BEGIN Listed entries

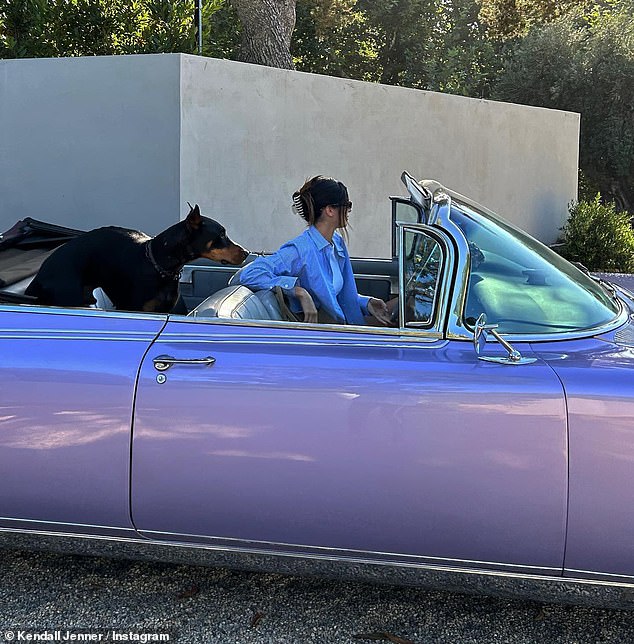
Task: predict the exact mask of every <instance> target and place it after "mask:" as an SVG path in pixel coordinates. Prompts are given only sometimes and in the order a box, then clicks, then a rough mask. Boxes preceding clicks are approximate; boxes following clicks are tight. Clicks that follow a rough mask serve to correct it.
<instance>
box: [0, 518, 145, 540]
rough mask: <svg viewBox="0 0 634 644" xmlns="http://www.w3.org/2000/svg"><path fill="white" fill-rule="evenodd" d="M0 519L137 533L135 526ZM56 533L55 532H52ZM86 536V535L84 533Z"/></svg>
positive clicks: (33, 523)
mask: <svg viewBox="0 0 634 644" xmlns="http://www.w3.org/2000/svg"><path fill="white" fill-rule="evenodd" d="M0 521H15V522H16V523H33V524H41V525H43V526H47V525H55V526H68V527H73V528H98V529H99V530H124V531H126V532H130V533H132V534H137V533H136V530H135V529H134V528H126V527H122V526H116V525H100V524H96V523H73V522H67V521H42V520H40V519H24V518H19V519H18V518H16V517H0ZM5 529H8V530H11V528H3V527H0V530H5ZM51 534H55V533H51ZM82 536H84V535H82Z"/></svg>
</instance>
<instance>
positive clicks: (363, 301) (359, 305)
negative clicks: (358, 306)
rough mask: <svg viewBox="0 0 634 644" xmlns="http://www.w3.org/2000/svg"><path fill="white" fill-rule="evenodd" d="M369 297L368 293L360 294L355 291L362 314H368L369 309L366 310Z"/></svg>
mask: <svg viewBox="0 0 634 644" xmlns="http://www.w3.org/2000/svg"><path fill="white" fill-rule="evenodd" d="M370 299H371V298H370V297H369V296H368V295H361V294H360V293H357V302H359V306H360V307H361V313H363V315H370V311H368V302H369V301H370Z"/></svg>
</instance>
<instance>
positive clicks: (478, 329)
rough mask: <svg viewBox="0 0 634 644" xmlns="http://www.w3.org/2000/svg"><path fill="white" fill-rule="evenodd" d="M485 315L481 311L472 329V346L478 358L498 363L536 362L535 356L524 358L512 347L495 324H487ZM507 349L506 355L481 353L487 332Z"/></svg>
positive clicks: (501, 344) (503, 363)
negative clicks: (498, 354)
mask: <svg viewBox="0 0 634 644" xmlns="http://www.w3.org/2000/svg"><path fill="white" fill-rule="evenodd" d="M486 322H487V316H486V315H485V314H484V313H481V314H480V316H479V317H478V319H477V320H476V323H475V327H474V329H473V348H474V349H475V352H476V355H477V356H478V360H484V361H485V362H497V363H498V364H530V363H531V362H536V361H537V358H524V357H522V354H521V353H520V352H519V351H518V350H517V349H514V348H513V347H512V346H511V345H510V344H509V343H508V342H507V341H506V340H505V339H504V338H503V337H502V336H501V335H500V334H499V333H498V332H497V331H496V330H495V329H497V327H498V325H497V324H487V323H486ZM489 331H490V332H491V335H492V336H493V337H494V338H495V339H496V340H497V341H498V342H499V343H500V344H501V345H502V346H503V347H504V348H505V349H506V350H507V352H508V355H507V356H485V355H482V354H483V352H484V349H485V347H486V343H487V337H488V332H489Z"/></svg>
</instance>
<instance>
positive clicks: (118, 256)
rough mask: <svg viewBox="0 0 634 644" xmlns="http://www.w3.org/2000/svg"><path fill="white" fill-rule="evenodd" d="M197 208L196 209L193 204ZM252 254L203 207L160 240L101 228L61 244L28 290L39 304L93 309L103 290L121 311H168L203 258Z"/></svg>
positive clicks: (222, 258) (30, 284)
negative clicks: (181, 275) (201, 258)
mask: <svg viewBox="0 0 634 644" xmlns="http://www.w3.org/2000/svg"><path fill="white" fill-rule="evenodd" d="M190 208H191V206H190ZM247 255H248V251H246V250H245V249H244V248H242V247H241V246H238V245H237V244H235V243H234V242H232V241H231V240H230V239H229V238H228V237H227V234H226V232H225V229H224V228H223V226H221V225H220V224H219V223H218V222H217V221H214V220H213V219H209V218H208V217H202V216H201V214H200V210H199V208H198V206H194V207H193V208H191V209H190V212H189V214H188V215H187V218H186V219H185V220H184V221H181V222H179V223H177V224H174V225H173V226H170V227H169V228H168V229H167V230H164V231H163V232H162V233H160V234H158V235H157V236H156V237H149V236H148V235H146V234H145V233H141V232H138V231H136V230H128V229H127V228H119V227H117V226H108V227H106V228H97V229H95V230H91V231H90V232H87V233H85V234H84V235H81V236H80V237H76V238H75V239H72V240H71V241H69V242H66V244H64V245H63V246H60V248H58V249H57V250H56V251H55V252H54V253H53V254H52V255H51V256H50V257H48V258H47V259H46V261H45V262H44V263H43V264H42V266H41V268H40V270H39V272H38V273H37V275H36V276H35V278H34V279H33V281H32V282H31V284H29V286H28V288H27V289H26V291H25V293H26V295H31V296H34V297H36V298H37V302H38V304H47V305H52V306H90V305H91V304H94V303H95V298H94V297H93V295H92V292H93V290H94V289H95V288H97V287H101V288H102V289H103V291H104V292H105V293H106V295H107V296H108V297H109V298H110V300H111V301H112V303H113V304H114V306H115V307H116V308H117V309H121V310H123V311H153V312H157V313H167V312H169V311H171V310H172V308H173V306H174V304H175V303H176V300H177V298H178V280H179V276H180V271H181V269H182V268H183V266H184V265H185V264H186V263H187V262H190V261H192V260H194V259H197V258H199V257H206V258H207V259H212V260H215V261H218V262H222V263H223V264H234V265H238V264H241V263H242V262H243V261H244V260H245V258H246V257H247Z"/></svg>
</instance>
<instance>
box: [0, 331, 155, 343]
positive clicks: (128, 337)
mask: <svg viewBox="0 0 634 644" xmlns="http://www.w3.org/2000/svg"><path fill="white" fill-rule="evenodd" d="M130 336H131V337H130ZM155 337H156V333H147V332H142V333H138V332H136V331H130V332H126V331H118V332H108V331H98V332H95V333H91V332H86V333H84V334H82V333H81V331H77V330H72V331H71V330H69V331H66V332H64V331H52V332H51V331H33V330H31V331H27V330H26V329H23V330H20V331H16V330H11V331H8V330H5V329H0V340H107V341H115V340H116V341H119V342H144V343H145V342H151V341H152V340H153V339H154V338H155Z"/></svg>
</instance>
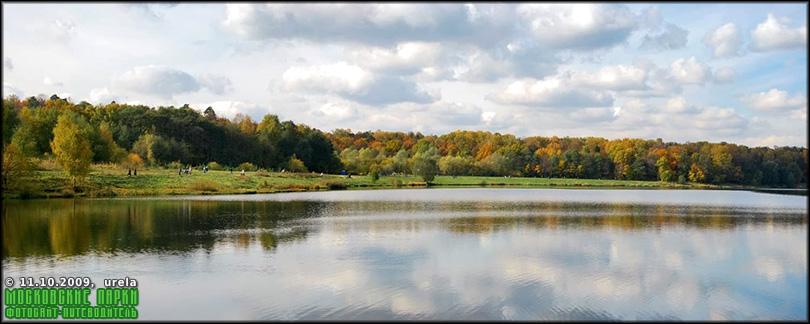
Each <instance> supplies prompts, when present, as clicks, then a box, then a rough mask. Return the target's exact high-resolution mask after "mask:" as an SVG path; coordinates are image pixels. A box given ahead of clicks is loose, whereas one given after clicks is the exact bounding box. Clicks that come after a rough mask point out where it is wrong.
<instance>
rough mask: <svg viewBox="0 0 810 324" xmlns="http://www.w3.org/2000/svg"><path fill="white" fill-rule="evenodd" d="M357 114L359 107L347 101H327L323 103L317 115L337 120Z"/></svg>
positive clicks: (345, 118)
mask: <svg viewBox="0 0 810 324" xmlns="http://www.w3.org/2000/svg"><path fill="white" fill-rule="evenodd" d="M357 114H358V110H357V108H355V107H354V106H352V105H351V104H349V103H345V102H327V103H325V104H323V105H321V107H320V108H319V109H318V110H317V111H316V115H319V116H323V117H327V118H331V119H333V120H336V121H343V120H347V119H350V118H355V117H356V116H357Z"/></svg>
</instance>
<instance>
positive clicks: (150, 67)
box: [113, 65, 200, 99]
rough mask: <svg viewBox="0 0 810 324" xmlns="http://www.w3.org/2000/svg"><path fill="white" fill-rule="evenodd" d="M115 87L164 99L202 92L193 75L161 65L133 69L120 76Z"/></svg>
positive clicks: (119, 76)
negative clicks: (185, 93) (172, 96)
mask: <svg viewBox="0 0 810 324" xmlns="http://www.w3.org/2000/svg"><path fill="white" fill-rule="evenodd" d="M113 85H114V87H116V88H121V89H123V90H126V91H131V92H136V93H140V94H146V95H154V96H157V97H161V98H164V99H168V98H171V97H172V96H174V95H177V94H182V93H187V92H194V91H198V90H200V84H199V83H198V82H197V80H196V79H195V78H194V77H193V76H191V74H188V73H186V72H183V71H180V70H176V69H173V68H170V67H167V66H159V65H147V66H138V67H135V68H132V69H131V70H129V71H126V72H124V74H122V75H121V76H119V77H118V78H117V79H116V80H115V81H114V83H113Z"/></svg>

END Listed entries

__Activity__: Would you copy, unchanged, the stretch of the records above that begins at the line containing "Each <instance> supplies" and ends at the line containing "114L359 107L347 101H327L323", and only that?

__Solution__:
Each <instance> supplies prompts, when present, as clicks, then a box, then a rough mask. Return the target's exact high-resolution mask after "mask:" as an SVG path; coordinates are image pixels. A box given ahead of clicks is loose, whereas one given after clicks is the exact bounding box. Clicks that come after a rough mask point out where it is wrong.
<instance>
rough mask: <svg viewBox="0 0 810 324" xmlns="http://www.w3.org/2000/svg"><path fill="white" fill-rule="evenodd" d="M357 114L359 107L347 101H327L323 103L317 115L337 120Z"/></svg>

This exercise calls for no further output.